§ **Written request a**: According to the hay farming thread, how many of the 100 acres will be in hay?

Yes i can do a mix i will have to find the right balance between the two. I visited with him some more today and he offered the use of some of his extra hay equipment for the first couple of summers. He will still own 100 acres with 60 that will be in hay and the other 40 in beans so he plans on keeping his machinery for the next few years but wont need the use of all of his equipment for the whole summer.


----------



## Chessiedog (Jul 24, 2009)

I must have missed something . How much ground are you farming now ? ( your making a lot of hay some where ) You already have the roll crop equipment to put it out and harvest it ? Of course I'm not in your shoes but sounds like a good deal . Then again maybe this is more work then you want ? I missed if you farm full time or have another job


----------



## Bgriffin856 (Nov 13, 2013)

bensbales said:


> Yes i can do a mix i will have to find the right balance between the two. I visited with him some more today and he offered the use of some of his extra hay equipment for the first couple of summers. He will still own 100 acres with 60 that will be in hay and the other 40 in beans so he plans on keeping his machinery for the next few years but wont need the use of all of his equipment for the whole summer.


I hope you can get along and make that work. Definitely would have a balance of hay and beans and maybe another crop especially for years when one does better than another and to have a good crop rotation


----------



## bensbales (Jul 18, 2011)

§ **Written request b**: In the stretch of rows from the line containing "Habitat-count request: mark the white box" through the end of the rows, rename "truck" to "lorry" and change nothing else. Give only that stretch.

§ **Records to use**:
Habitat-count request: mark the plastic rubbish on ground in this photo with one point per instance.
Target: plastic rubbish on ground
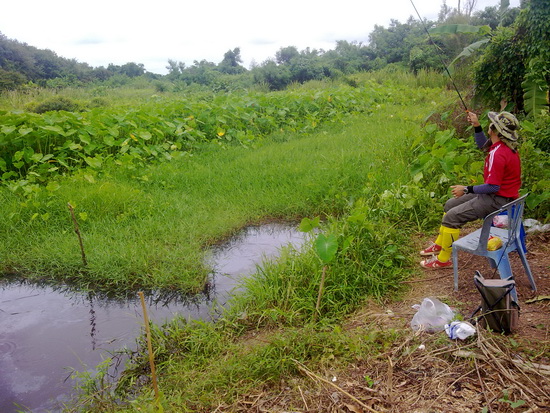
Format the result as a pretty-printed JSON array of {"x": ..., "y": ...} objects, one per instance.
[
  {"x": 533, "y": 225},
  {"x": 494, "y": 243},
  {"x": 432, "y": 315},
  {"x": 460, "y": 330}
]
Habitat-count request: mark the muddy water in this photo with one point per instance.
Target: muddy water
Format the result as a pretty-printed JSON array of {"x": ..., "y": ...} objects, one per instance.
[{"x": 46, "y": 332}]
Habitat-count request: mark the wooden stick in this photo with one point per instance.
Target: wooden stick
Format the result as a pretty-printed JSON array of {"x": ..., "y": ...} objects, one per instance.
[
  {"x": 77, "y": 230},
  {"x": 312, "y": 375},
  {"x": 321, "y": 285},
  {"x": 149, "y": 347}
]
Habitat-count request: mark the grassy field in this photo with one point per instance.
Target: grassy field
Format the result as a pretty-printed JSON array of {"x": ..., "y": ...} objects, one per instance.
[
  {"x": 355, "y": 176},
  {"x": 147, "y": 227}
]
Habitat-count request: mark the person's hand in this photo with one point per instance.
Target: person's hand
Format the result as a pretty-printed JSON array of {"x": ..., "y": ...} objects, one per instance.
[
  {"x": 472, "y": 118},
  {"x": 457, "y": 190}
]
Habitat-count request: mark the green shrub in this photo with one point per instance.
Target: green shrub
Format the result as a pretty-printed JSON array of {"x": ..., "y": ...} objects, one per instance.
[{"x": 55, "y": 104}]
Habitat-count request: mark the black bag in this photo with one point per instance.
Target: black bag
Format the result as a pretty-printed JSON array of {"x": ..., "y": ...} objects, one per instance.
[{"x": 499, "y": 309}]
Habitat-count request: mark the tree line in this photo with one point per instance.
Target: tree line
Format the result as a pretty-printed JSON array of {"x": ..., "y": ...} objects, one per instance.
[{"x": 513, "y": 63}]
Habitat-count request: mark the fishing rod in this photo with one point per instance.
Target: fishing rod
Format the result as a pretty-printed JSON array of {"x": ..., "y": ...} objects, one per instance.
[{"x": 440, "y": 57}]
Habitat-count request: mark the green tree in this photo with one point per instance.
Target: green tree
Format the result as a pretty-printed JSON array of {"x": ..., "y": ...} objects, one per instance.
[
  {"x": 285, "y": 54},
  {"x": 231, "y": 63},
  {"x": 516, "y": 62}
]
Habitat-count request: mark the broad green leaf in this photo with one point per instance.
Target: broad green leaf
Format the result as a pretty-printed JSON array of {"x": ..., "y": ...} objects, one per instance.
[
  {"x": 6, "y": 130},
  {"x": 56, "y": 129},
  {"x": 309, "y": 224},
  {"x": 94, "y": 162},
  {"x": 89, "y": 178},
  {"x": 535, "y": 98},
  {"x": 53, "y": 186},
  {"x": 24, "y": 131},
  {"x": 145, "y": 135},
  {"x": 326, "y": 247}
]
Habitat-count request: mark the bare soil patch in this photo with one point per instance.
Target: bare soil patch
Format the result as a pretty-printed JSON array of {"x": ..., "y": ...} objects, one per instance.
[{"x": 429, "y": 372}]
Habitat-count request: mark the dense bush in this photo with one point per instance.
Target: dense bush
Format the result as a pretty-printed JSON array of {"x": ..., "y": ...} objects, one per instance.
[{"x": 55, "y": 104}]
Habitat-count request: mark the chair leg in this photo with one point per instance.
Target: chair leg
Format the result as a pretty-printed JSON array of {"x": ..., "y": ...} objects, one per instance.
[
  {"x": 455, "y": 267},
  {"x": 527, "y": 268},
  {"x": 504, "y": 268},
  {"x": 492, "y": 262}
]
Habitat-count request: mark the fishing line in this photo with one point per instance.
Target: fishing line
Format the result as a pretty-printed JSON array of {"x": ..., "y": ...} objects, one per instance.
[{"x": 440, "y": 57}]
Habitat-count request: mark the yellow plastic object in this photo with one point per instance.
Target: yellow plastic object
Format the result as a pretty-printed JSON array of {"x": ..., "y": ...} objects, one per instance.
[{"x": 494, "y": 243}]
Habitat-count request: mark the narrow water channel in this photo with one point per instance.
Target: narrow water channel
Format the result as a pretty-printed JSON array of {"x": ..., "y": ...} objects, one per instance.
[{"x": 47, "y": 332}]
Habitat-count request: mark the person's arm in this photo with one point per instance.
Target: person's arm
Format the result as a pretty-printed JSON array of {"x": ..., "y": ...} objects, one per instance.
[{"x": 459, "y": 190}]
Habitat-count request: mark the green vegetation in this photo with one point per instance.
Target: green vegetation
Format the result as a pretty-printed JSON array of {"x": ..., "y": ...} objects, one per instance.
[
  {"x": 361, "y": 141},
  {"x": 374, "y": 180}
]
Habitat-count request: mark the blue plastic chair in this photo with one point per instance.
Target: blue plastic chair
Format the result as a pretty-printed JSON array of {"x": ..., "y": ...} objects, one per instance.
[{"x": 476, "y": 242}]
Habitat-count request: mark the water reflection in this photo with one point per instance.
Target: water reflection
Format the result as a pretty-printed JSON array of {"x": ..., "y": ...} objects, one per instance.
[{"x": 47, "y": 331}]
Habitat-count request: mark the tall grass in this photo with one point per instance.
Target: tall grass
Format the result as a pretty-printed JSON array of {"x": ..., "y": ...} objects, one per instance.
[
  {"x": 339, "y": 172},
  {"x": 148, "y": 227}
]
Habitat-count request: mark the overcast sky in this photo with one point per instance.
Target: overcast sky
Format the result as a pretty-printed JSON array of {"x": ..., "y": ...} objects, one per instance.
[{"x": 100, "y": 32}]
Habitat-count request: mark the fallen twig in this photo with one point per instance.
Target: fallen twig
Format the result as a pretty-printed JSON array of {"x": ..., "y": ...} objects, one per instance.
[{"x": 312, "y": 375}]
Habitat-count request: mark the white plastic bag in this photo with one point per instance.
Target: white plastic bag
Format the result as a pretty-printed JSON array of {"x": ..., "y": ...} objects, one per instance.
[
  {"x": 459, "y": 329},
  {"x": 432, "y": 315}
]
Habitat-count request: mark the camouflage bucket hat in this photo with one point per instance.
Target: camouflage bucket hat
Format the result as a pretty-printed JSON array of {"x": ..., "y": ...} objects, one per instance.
[{"x": 506, "y": 124}]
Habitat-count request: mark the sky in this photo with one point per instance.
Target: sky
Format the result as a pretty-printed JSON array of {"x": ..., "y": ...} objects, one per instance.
[{"x": 101, "y": 32}]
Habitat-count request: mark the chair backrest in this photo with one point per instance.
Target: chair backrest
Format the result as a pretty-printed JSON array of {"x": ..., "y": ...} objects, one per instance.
[{"x": 514, "y": 211}]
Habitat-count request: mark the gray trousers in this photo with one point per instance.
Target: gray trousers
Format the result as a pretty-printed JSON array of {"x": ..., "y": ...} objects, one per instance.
[{"x": 470, "y": 207}]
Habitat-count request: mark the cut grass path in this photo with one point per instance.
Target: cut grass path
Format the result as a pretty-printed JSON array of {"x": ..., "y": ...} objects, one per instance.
[{"x": 148, "y": 228}]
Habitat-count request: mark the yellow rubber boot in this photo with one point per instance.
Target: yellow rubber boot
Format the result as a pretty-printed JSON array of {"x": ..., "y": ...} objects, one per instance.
[
  {"x": 439, "y": 238},
  {"x": 448, "y": 236}
]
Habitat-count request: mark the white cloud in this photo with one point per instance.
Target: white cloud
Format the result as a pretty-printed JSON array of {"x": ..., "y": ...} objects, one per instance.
[{"x": 121, "y": 31}]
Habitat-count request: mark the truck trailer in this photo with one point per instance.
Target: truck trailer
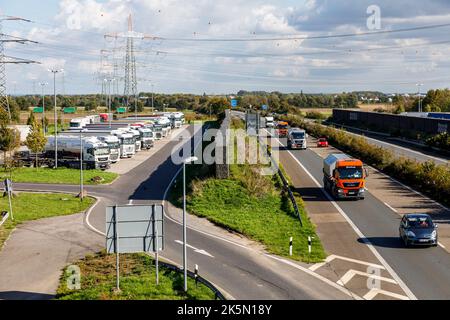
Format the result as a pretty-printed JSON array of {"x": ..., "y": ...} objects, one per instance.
[
  {"x": 344, "y": 177},
  {"x": 94, "y": 152}
]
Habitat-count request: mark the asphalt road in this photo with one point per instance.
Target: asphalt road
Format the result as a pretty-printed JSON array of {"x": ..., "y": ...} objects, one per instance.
[
  {"x": 426, "y": 271},
  {"x": 242, "y": 272}
]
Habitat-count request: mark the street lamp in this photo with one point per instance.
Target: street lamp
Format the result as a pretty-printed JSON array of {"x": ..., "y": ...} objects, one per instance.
[
  {"x": 43, "y": 84},
  {"x": 109, "y": 99},
  {"x": 81, "y": 165},
  {"x": 420, "y": 100},
  {"x": 55, "y": 71},
  {"x": 186, "y": 161}
]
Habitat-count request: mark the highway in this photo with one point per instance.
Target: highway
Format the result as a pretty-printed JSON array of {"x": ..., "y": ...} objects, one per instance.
[
  {"x": 243, "y": 272},
  {"x": 426, "y": 271}
]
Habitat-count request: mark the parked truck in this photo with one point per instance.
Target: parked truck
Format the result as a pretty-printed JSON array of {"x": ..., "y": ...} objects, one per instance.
[
  {"x": 127, "y": 143},
  {"x": 344, "y": 177},
  {"x": 95, "y": 153},
  {"x": 297, "y": 139},
  {"x": 282, "y": 128}
]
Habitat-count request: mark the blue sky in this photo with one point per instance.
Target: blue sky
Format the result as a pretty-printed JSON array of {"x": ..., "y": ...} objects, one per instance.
[{"x": 71, "y": 36}]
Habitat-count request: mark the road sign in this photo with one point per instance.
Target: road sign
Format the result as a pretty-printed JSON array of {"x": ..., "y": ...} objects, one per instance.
[
  {"x": 69, "y": 110},
  {"x": 134, "y": 228}
]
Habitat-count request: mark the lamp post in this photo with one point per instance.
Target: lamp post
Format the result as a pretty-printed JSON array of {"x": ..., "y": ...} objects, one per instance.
[
  {"x": 55, "y": 71},
  {"x": 186, "y": 161},
  {"x": 420, "y": 100},
  {"x": 43, "y": 84},
  {"x": 153, "y": 90},
  {"x": 81, "y": 166}
]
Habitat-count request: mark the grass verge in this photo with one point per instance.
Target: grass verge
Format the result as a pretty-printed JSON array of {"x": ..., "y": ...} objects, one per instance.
[
  {"x": 57, "y": 176},
  {"x": 250, "y": 204},
  {"x": 137, "y": 281},
  {"x": 29, "y": 206}
]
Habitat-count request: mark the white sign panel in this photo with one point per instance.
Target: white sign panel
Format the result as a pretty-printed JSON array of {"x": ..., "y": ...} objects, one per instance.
[{"x": 137, "y": 228}]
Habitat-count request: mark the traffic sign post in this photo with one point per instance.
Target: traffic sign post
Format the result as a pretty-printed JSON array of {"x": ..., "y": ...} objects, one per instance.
[
  {"x": 131, "y": 229},
  {"x": 8, "y": 190}
]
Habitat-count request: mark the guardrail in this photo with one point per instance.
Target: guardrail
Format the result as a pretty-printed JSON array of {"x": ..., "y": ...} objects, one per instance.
[{"x": 217, "y": 293}]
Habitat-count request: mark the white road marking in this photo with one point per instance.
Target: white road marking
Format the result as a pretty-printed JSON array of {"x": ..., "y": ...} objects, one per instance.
[
  {"x": 195, "y": 249},
  {"x": 316, "y": 275},
  {"x": 390, "y": 207},
  {"x": 356, "y": 229},
  {"x": 373, "y": 292},
  {"x": 351, "y": 273}
]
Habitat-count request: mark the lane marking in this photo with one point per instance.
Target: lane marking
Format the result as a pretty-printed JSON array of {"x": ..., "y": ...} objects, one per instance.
[
  {"x": 316, "y": 275},
  {"x": 390, "y": 207},
  {"x": 348, "y": 276},
  {"x": 373, "y": 292},
  {"x": 195, "y": 249},
  {"x": 356, "y": 229}
]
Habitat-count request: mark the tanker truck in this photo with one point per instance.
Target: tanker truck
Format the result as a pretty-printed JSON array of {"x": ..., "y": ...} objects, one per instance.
[
  {"x": 95, "y": 153},
  {"x": 344, "y": 177}
]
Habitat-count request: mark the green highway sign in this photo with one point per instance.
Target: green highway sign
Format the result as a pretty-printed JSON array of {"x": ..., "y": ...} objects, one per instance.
[{"x": 69, "y": 110}]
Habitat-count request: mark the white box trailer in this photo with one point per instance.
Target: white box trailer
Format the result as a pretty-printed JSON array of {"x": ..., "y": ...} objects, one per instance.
[
  {"x": 127, "y": 143},
  {"x": 95, "y": 153}
]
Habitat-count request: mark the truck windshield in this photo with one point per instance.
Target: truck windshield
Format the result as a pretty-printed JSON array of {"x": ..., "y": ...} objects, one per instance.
[
  {"x": 101, "y": 152},
  {"x": 298, "y": 135},
  {"x": 350, "y": 173},
  {"x": 113, "y": 145},
  {"x": 147, "y": 134},
  {"x": 127, "y": 141}
]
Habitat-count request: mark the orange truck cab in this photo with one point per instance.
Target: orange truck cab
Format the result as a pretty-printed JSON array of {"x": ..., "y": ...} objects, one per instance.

§ **Full response a**: 60 acres.

§ **Full response b**:
Habitat-count request: mark the white box trailer in this photo with one point per instance.
Target: white box trailer
Format the result as a pretty-printed JSON array of {"x": ..., "y": ...} objects, one per instance.
[
  {"x": 127, "y": 143},
  {"x": 95, "y": 153}
]
Habitat-count request: mark the lorry windshield in this photo with one point per instance.
Target: lorry windshield
Format the result as a pretty-printed JSON array of {"x": ..., "y": ...} objects, one per instance.
[
  {"x": 101, "y": 152},
  {"x": 298, "y": 135},
  {"x": 350, "y": 173},
  {"x": 113, "y": 145},
  {"x": 147, "y": 134},
  {"x": 127, "y": 141}
]
Habitat-count request: mark the orange lorry cab in this photo with one point per instance.
Target: orange lorry cab
Format the result as a pretty-printed JSON array of {"x": ..., "y": ...} objects, one per instance.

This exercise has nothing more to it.